Items from a dataset
((

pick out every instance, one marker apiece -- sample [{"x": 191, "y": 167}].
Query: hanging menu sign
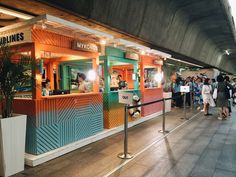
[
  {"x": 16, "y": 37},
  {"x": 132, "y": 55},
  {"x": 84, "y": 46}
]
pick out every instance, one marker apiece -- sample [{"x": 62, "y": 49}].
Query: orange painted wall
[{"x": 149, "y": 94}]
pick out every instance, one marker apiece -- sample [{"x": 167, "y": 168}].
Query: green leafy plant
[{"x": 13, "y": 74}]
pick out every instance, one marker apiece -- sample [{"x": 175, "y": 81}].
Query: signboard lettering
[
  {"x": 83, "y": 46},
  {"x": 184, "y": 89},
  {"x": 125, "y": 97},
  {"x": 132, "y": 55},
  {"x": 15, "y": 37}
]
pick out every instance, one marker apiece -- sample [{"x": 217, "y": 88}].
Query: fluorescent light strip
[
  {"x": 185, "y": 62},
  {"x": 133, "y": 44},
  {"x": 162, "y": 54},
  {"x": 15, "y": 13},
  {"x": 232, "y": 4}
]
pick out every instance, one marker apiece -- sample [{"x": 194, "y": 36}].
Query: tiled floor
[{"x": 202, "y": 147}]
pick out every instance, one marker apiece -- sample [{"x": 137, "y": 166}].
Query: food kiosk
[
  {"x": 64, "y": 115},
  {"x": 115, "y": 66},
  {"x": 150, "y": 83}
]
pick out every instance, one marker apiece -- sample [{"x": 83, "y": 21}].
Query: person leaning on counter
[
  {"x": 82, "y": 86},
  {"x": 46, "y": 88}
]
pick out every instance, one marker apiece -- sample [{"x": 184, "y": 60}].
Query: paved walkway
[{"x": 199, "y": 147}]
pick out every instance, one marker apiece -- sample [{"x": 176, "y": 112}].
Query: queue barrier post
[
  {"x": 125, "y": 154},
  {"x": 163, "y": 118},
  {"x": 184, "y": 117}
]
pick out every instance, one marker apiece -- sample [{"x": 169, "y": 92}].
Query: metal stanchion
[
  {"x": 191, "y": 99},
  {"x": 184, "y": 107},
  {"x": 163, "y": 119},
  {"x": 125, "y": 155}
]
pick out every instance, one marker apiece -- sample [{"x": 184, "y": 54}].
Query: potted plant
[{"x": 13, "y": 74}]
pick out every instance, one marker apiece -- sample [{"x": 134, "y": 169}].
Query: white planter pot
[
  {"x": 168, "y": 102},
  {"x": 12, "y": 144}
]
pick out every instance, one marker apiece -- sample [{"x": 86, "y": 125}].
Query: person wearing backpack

))

_Work task:_ Set down every record above exactly as it stands, but skip the pictures.

_Solved problem:_
pick out every instance, one marker apiece -- sample [{"x": 191, "y": 167}].
Query: hanging menu sign
[
  {"x": 16, "y": 37},
  {"x": 132, "y": 55},
  {"x": 84, "y": 46}
]
pick out every instance, one marker apiece -- sample [{"x": 62, "y": 49}].
Query: orange painted wall
[{"x": 149, "y": 94}]
pick out every instance, one marker apiece -- sample [{"x": 167, "y": 168}].
Query: green leafy plant
[{"x": 13, "y": 74}]
pick out every instance, one marker apiece -- sample [{"x": 175, "y": 81}].
Query: signboard lettering
[
  {"x": 83, "y": 46},
  {"x": 184, "y": 89},
  {"x": 125, "y": 97},
  {"x": 132, "y": 55},
  {"x": 15, "y": 37}
]
pick out every instance, one marker apiece -- sample [{"x": 217, "y": 88}].
Query: fluorescent light strip
[
  {"x": 185, "y": 62},
  {"x": 133, "y": 44},
  {"x": 162, "y": 54},
  {"x": 15, "y": 13},
  {"x": 232, "y": 4}
]
pick out every instance, one marker apiece -- sample [{"x": 194, "y": 36}].
Query: tiled floor
[{"x": 202, "y": 147}]
pick out every instance, one marker apiece -- sample [{"x": 137, "y": 166}].
Query: food kiosk
[
  {"x": 64, "y": 115},
  {"x": 115, "y": 66},
  {"x": 150, "y": 83}
]
pick out every instance, one marker apiece -- sample [{"x": 83, "y": 21}].
Query: person leaning on counter
[
  {"x": 82, "y": 86},
  {"x": 46, "y": 88}
]
pick out every instance, one marker apiece -- sample [{"x": 184, "y": 60}].
Query: paved walkway
[{"x": 199, "y": 147}]
pick out every instance, one marker apiece -- sample [{"x": 176, "y": 112}].
Query: queue barrier post
[
  {"x": 125, "y": 154},
  {"x": 163, "y": 118},
  {"x": 184, "y": 117}
]
pick out every instance, one marker apiece -- sample [{"x": 169, "y": 92}].
Query: metal stanchion
[
  {"x": 191, "y": 99},
  {"x": 184, "y": 107},
  {"x": 163, "y": 119},
  {"x": 125, "y": 155}
]
pick out every instance, one marker apiece -- sample [{"x": 184, "y": 54}].
Query: potted plant
[{"x": 13, "y": 74}]
pick out every instance, one marker apiece -- sample [{"x": 134, "y": 169}].
Query: white planter pot
[
  {"x": 168, "y": 102},
  {"x": 12, "y": 144}
]
pick out every instance, one marker apiece -- sample [{"x": 86, "y": 125}].
Query: person wearing backpack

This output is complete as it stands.